◆ **Extract to read**:
There’s an “h” at the end of Pittsburgh, moron.
It’s generally considered a self-inflicted pie in the face to make oneself look like an idiot while calling others out as idiots. By me, at least.
Which is why I had that horrific, dropping-from-an-airplane-with-no-‘chute feeling when I received the message this morning from my friend Karen, a seasoned writer and copyeditor.
“Pittsburgh has an H. :)” she direct messaged me via Twitter.
I knew immediately what she was referring to – “Peublo? Pittsburgh? Paris… Accord.” – last week’s post about President Joe Biden’s executive order to move the USA toward re-entering the Paris Climate Accord. In it, I called out the foolish, false equivalency Twitter posts about Biden’s action from Sen. Ted Cruz, R-Texas, and Rep. Lauren Boebert, R-Colo.
Except, as Karen astutely pointed out, my headline read, “Pueblo? Pittsburg? Paris…,” instead.
Sure enough, I’d left the “h” off of Pittsburgh. Not only did I leave it off the Pittsburgh in the headline, an error I might plausibly have laughed off as a simple typo, but I’d left it off of the five mentions of Pittsburgh in the body of the post, as well.
Suddenly I was the 1996 grounds crew member for the Kansas City Chiefs football team. That poor guy made one of the greatest misspelling mistakes in the history of U.S. football, if not the English language.
If you’re not familiar with the classic Snickers TV commercial, you should check it out.
“Not goin’ anywhere for a while?” the voiceover asks, suggesting it’s going to take a long time to start over on the endzone paint job. “Grab a Snickers.”

◆ **Information shown**:
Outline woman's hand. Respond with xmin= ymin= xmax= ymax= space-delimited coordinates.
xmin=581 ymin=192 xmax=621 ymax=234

◆ **Given request 1**:
Copy the stretch of the post about misspelling Pittsburgh from "I knew immediately" through "post, as well." word for word.
◆ **Given request 2**:
Continue the post about misspelling Pittsburgh from its last sentence onward.

◆ **Expected answer 1**:
I knew immediately what she was referring to – “Peublo? Pittsburgh? Paris… Accord.” – last week’s post about President Joe Biden’s executive order to move the USA toward re-entering the Paris Climate Accord. In it, I called out the foolish, false equivalency Twitter posts about Biden’s action from Sen. Ted Cruz, R-Texas, and Rep. Lauren Boebert, R-Colo.
Except, as Karen astutely pointed out, my headline read, “Pueblo? Pittsburg? Paris…,” instead.
Sure enough, I’d left the “h” off of Pittsburgh. Not only did I leave it off the Pittsburgh in the headline, an error I might plausibly have laughed off as a simple typo, but I’d left it off of the five mentions of Pittsburgh in the body of the post, as well.

◆ **Expected answer 2**:
Great advertising concept. Not only is it hilarious and therefore memorable, it’s also based on the Snickers brand idea that people who are going to be stuck in meetings or at work or wherever need something filling, like a Snickers candy bar, to tide them over until their delayed mealtime.
They are packed with peanuts, you know.
They really are satisfying.
Great advertising aside, there I was this morning, searching for “Pittsburg” mentions throughout the post and adding an “h” to every one. It didn’t take me all that long. I didn’t feel the need to eat a Snickers. (Quite the opposite, actually. And I mean that literally.)
However, I’d shared the post all over the place on IV Words’ Facebook, Twitter and Instagram accounts. No way I’d ever be able to find all those posts, and even if I could it would take hours I don’t have, and even if I changed the language in the posts the platforms wouldn’t change the original embedded, misspelled headline.
I was still watching that airplane fade to a speck in the sky above.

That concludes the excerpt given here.